** START Material for the task **
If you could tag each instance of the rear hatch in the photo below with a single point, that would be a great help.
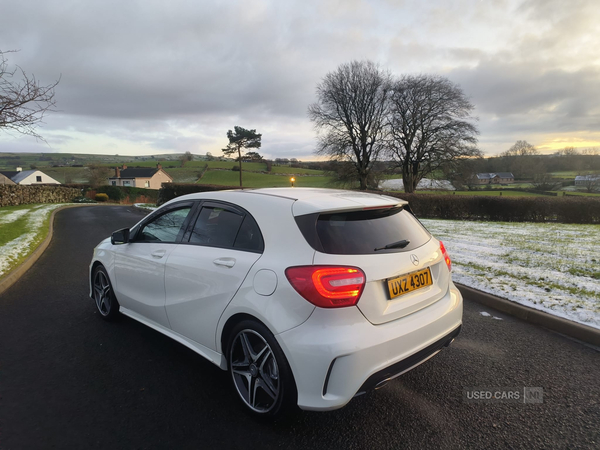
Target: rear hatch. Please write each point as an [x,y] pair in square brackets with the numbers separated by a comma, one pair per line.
[408,275]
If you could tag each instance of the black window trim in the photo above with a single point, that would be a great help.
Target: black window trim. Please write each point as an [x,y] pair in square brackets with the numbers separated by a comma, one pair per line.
[307,224]
[161,212]
[227,206]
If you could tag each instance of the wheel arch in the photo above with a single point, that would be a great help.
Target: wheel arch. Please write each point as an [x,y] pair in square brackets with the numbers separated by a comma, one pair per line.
[231,323]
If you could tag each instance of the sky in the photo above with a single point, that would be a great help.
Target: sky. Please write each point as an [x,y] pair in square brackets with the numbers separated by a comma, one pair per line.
[152,77]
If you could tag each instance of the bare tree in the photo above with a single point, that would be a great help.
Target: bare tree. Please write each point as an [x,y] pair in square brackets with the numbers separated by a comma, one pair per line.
[521,148]
[23,100]
[241,139]
[187,156]
[431,127]
[349,115]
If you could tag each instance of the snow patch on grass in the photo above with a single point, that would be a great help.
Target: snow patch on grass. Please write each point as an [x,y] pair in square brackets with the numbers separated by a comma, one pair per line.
[18,249]
[551,267]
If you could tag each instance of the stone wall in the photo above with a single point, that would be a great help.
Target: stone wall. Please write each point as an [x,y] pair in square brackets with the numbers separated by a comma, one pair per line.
[21,195]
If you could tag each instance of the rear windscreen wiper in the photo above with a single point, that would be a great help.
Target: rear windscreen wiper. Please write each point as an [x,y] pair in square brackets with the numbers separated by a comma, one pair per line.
[400,244]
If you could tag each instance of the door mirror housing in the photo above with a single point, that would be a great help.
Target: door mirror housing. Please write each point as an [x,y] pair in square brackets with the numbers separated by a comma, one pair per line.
[120,237]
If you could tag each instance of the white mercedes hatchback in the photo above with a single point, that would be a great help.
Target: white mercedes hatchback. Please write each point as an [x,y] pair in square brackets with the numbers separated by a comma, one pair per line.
[307,297]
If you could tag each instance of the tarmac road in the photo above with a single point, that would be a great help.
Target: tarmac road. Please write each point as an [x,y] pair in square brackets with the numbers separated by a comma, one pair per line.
[71,380]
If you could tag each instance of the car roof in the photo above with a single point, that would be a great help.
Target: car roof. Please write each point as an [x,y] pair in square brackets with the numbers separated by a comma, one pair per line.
[307,200]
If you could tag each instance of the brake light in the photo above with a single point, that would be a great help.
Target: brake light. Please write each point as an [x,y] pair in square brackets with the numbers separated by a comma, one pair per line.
[328,286]
[446,257]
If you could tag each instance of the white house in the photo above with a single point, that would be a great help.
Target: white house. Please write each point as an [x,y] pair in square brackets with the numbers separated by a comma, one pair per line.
[145,177]
[28,177]
[584,180]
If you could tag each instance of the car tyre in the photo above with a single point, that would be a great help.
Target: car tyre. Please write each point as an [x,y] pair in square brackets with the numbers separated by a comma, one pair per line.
[103,294]
[259,370]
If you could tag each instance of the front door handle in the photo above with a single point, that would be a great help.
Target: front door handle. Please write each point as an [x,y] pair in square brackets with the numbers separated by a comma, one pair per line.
[158,254]
[225,262]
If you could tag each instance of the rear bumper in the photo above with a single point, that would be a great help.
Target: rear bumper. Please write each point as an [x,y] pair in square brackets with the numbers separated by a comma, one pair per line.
[337,353]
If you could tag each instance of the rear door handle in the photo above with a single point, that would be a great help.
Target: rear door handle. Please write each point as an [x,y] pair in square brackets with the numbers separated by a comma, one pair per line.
[158,254]
[225,262]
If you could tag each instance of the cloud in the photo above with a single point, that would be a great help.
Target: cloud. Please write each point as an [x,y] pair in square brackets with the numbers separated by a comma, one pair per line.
[159,76]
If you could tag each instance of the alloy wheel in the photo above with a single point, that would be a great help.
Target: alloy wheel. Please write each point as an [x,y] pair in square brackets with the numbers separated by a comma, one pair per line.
[255,371]
[102,293]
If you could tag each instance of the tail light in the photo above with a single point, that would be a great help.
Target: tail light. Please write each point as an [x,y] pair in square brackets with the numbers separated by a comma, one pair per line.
[328,286]
[446,257]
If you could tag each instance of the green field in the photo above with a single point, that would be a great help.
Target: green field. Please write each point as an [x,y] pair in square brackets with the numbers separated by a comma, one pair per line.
[251,179]
[494,193]
[295,170]
[565,174]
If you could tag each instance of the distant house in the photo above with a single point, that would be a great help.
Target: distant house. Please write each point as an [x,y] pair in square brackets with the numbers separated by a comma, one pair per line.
[584,180]
[28,177]
[5,180]
[495,178]
[149,178]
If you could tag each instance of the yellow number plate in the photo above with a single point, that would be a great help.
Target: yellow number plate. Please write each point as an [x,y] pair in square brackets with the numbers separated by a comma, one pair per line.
[409,282]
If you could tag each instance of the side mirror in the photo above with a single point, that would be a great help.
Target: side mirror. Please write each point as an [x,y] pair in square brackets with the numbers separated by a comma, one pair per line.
[120,237]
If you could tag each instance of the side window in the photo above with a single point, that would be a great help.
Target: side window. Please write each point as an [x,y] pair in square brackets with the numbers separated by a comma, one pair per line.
[216,227]
[164,228]
[249,237]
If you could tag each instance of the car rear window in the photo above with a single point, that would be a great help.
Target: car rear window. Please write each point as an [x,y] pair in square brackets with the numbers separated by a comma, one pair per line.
[363,232]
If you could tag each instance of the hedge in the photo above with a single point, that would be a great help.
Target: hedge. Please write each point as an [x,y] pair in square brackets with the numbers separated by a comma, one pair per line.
[505,209]
[585,210]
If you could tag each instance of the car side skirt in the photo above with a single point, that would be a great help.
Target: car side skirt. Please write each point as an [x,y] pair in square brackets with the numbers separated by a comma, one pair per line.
[214,357]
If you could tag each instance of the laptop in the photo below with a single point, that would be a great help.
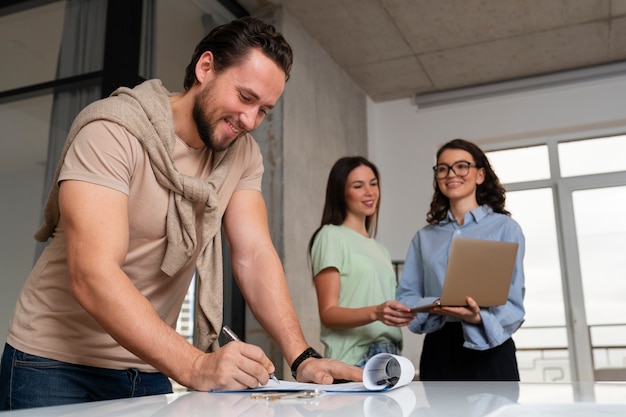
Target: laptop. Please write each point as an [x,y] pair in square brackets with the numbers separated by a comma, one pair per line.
[481,269]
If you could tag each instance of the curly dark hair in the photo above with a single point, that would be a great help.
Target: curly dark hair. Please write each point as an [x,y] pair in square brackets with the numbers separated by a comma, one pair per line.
[490,192]
[230,44]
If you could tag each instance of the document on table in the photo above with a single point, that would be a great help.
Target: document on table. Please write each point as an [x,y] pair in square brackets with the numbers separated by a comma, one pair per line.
[383,372]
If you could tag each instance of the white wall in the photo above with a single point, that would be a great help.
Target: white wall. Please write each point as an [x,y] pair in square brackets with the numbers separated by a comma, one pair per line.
[403,140]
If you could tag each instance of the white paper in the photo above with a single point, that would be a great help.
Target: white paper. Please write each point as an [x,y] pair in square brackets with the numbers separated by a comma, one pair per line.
[382,372]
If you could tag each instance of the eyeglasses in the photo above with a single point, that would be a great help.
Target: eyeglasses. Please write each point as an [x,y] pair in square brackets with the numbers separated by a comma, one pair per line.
[460,169]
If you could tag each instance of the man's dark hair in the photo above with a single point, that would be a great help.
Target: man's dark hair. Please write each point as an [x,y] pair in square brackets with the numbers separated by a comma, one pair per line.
[230,44]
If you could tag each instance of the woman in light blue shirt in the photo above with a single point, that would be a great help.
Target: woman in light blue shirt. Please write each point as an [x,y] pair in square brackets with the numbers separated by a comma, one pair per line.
[463,343]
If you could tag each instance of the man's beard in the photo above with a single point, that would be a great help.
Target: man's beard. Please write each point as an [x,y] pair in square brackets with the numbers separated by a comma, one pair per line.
[206,129]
** END Material for the task **
* _Requirement_:
Omitting all images, print the listing exactly.

* _The reply_:
If you could tag each instance of the rear hatch in the photo below with a single point, that would be a great help.
Target: rear hatch. Please write each point as an [x,y] pair in square brackets with the numbers separated by a comma, one pair per line.
[408,275]
If you could tag each instance of the black window trim in the photo above with a single point, that would be a great help.
Target: black window trim. Please write each point as an [x,y] pair in square brackets with the numbers separated by a comma, one pair per line.
[307,224]
[161,212]
[227,206]
If you could tag each instance of the wheel arch in the photo above with a single point, that would be a great help.
Target: wheel arch. Please write each point as an [x,y] pair in square brackets with the numbers separated by a comma, one pair per line.
[231,323]
If you could tag each instance of the sky in the photo above with a single point, that would be a great help.
Target: sky. Please write each point as an [x,y] pair in square brackets with the numbers separated by a comma, one pair per line.
[152,77]
If you could tag each instance of the bare tree in the photo above with a single point, that would be a great help.
Target: bare tree. Please write each point as an [x,y] pair in square brackets with the numbers separated by a comma, one pair per line.
[521,148]
[23,100]
[241,139]
[187,156]
[431,127]
[349,115]
If you could tag each instance of the snow patch on grass in the photo above with a single point, that would be a great help.
Target: snow patch on grass. Please write each point as an [x,y] pair in square brackets with the numbers separated by a comma, one pair per line.
[18,249]
[551,267]
If you could tag each instance of the stone wall in the photo above with a single point, that would be a great help.
Target: stone wall. Please write each point as an [x,y] pair in square brackets with the numbers separated by a comma, one pair per line.
[21,195]
If you could tag each instance of the rear windscreen wiper in the photo above with a single point, that would be a great help.
Target: rear windscreen wiper. Please write each point as an [x,y] pair in square brackets with the numbers separated by a comma, one pair per line.
[400,244]
If you could tag each instance of the door mirror housing in the photo above with a single point, that would be a great help.
Target: door mirror housing. Please write each point as an [x,y] pair in square brackets with the numbers separated by a comma, one pair per line.
[120,237]
If you could tag each instance of the white mercedes hatchback in the photo above with a single point, that would be a great help.
Target: white mercedes hatchback. Please write each point as an [x,y] pair in square brackets with the numbers separated by a comma, one pair per line.
[307,297]
If you could tag each instance of the tarmac road in the photo above with a single point, that would be a great help.
Target: tarmac road. Please write each point as an [x,y] pair in square brackets with the numbers separated by a comma, one pair per line.
[71,380]
If you could tag each instance of the car roof in the photo above with a single point, that would be a great help.
Target: car roof. Please write each point as an [x,y] pair in square brackets with the numbers separated by a comma, one pair per line.
[307,200]
If you could tag each instance of the brake light in the photo above with a single point, that would be a great help.
Target: brake light. Please write each point as an [x,y] pair in square brackets with the numbers separated by a comma, one pair per line.
[328,286]
[446,257]
If you could tag each instance of the white house in the photo above with a single point, that would be a great help.
Target: white house. Please write each point as an [x,y] pair in square brackets with the numbers separated by a comma, one pair per line.
[145,177]
[28,177]
[584,180]
If you could tag each instance of the car tyre in the photo above with a single point, that would be a great help.
Target: car tyre. Please write each point as an [x,y] pair in square brackets with the numbers separated by a comma, one pair per line.
[103,294]
[259,370]
If you could tag each instance of the front door handle in the photo above with a single point, that would be a great help.
Target: front door handle. Please write each point as an [x,y] pair in square brackets with the numbers separated by a comma, one pair per line.
[158,254]
[225,262]
If you could tag each instance of the rear bumper in the photo above with a single point, that would be a great help.
Target: rear bumper. Please write each point as an [x,y] pair in square brackets with the numbers separated by a comma, one pair per line.
[337,353]
If you could tag each instance of the rear door handle in the photo above with a single point, that would be a great help.
Target: rear door handle. Please write each point as an [x,y] pair in square brackets with the numbers separated by a comma, one pair per line.
[158,254]
[225,262]
If you could tag each instance of the cloud in the photo above with a single point, that would be a great help.
Target: cloud. Please write each point as an [x,y] pair in square brackets with the numbers separated by a comma, one pair per line.
[159,76]
If you could tag each instance of the alloy wheel in the photo above with a single point, that would be a great help.
Target: alloy wheel. Please write each point as an [x,y] pair in square brackets with the numbers separated by a comma, one pair per line.
[255,371]
[102,293]
If you could tag each instance of the tail light in the photo above with a single point, that would be a great help.
Target: tail light. Please write each point as an [x,y] pair in square brackets with the numbers separated by a comma, one pair per line.
[328,286]
[446,257]
If you could tag each instance of the green field in the photo above with a single point, that would be a great help.
Target: green field. Please write each point as an [x,y] pair in square brackets with the numbers separated by a comma, one pair per line.
[251,179]
[494,193]
[295,170]
[565,174]
If you could tag each instance of the distant house in the photo above with a single point, that would be a great help.
Target: distant house. Please write each point as an [x,y] pair in square brackets with the numbers separated by a comma, one pair per line.
[584,180]
[28,177]
[5,180]
[495,178]
[149,178]
If you could tag each instance of the yellow number plate in the photo above with a single point, that would be a great help.
Target: yellow number plate. Please write each point as an [x,y] pair in square brackets with the numbers separated by a comma, one pair per line.
[409,282]
If you could tag each instance of the side mirror in the photo above with a single point, that would be a great help.
Target: side mirror. Please write each point as an [x,y] pair in square brackets with the numbers separated by a comma, one pair per line.
[120,237]
If you could tag each instance of the side window in the photo above with a single point, that would be a great help.
Target: side window. Please write each point as an [x,y] pair in square brackets with the numbers separated by a comma, one pair per line.
[216,227]
[164,228]
[249,237]
If you could tag each instance of the car rear window in the photo above with a single point, that would be a great help.
Target: car rear window. Please write each point as an [x,y] pair in square brackets with the numbers separated by a comma, one pair per line.
[363,232]
If you could tag each instance of the hedge in the photo above with a single point, that would be a great help.
Target: hedge. Please write each point as an [x,y] pair in square brackets with the numbers separated by a comma, one pair per line.
[505,209]
[585,210]
If you could tag each instance of the car side skirt in the photo above with a single point, that would be a great help.
Target: car side skirt. Please write each point as an [x,y] pair in square brackets with the numbers separated by a comma, one pair per line.
[214,357]
If you could tag each instance of the laptop in the photo below with a single point, that would be a great help.
Target: laptop. Please write each point as an [x,y] pair in square brackets with the numbers separated by a comma, one pair per line.
[481,269]
If you could tag each instance of the curly dark hair in the photo above with a single point, that would be a great help.
Target: curly dark hair. Please write each point as an [x,y] pair in square brackets with the numbers separated by a comma, one pair per line.
[490,192]
[230,44]
If you could tag each instance of the document on table in the photo above with a single point, that would be a great help.
Target: document on table. Please write each point as an [x,y] pair in square brackets with the numbers separated by a comma, one pair per line.
[383,372]
If you could tag each instance of the white wall in the photo above with a single point, that would be a great help.
Target: white wall. Please write each point as an [x,y] pair in square brackets with the numbers separated by a comma, one pair per line.
[403,140]
If you could tag each instance of the white paper in the photo above with a single point, that would be a great help.
Target: white paper. Please write each point as an [x,y] pair in square brackets with the numbers separated by a comma, one pair per line.
[382,372]
If you could tag each instance of the eyeglasses in the photo above with a single point, that would be a great help.
Target: eyeglasses. Please write each point as an [x,y] pair in square brackets with the numbers separated by a comma, one pair per line.
[460,169]
If you could tag each instance of the man's dark hair in the photo above with a single point, that would be a great help.
Target: man's dark hair. Please write each point as an [x,y] pair in square brackets with the numbers separated by a comma, one pair per line.
[230,44]
If you could tag each instance of the woman in light blue shirt in the photo above with a single point, that would be a great help.
Target: woman in light blue shirt. Please write each point as an [x,y] pair in square brackets with the numbers separated by a comma, one pair per line.
[463,343]
If you could tag each instance of the man's beard in the photo above with a single point, that would be a great help.
Target: man's beard. Please write each point as an [x,y] pair in square brackets with the numbers separated by a comma, one pair per line.
[206,129]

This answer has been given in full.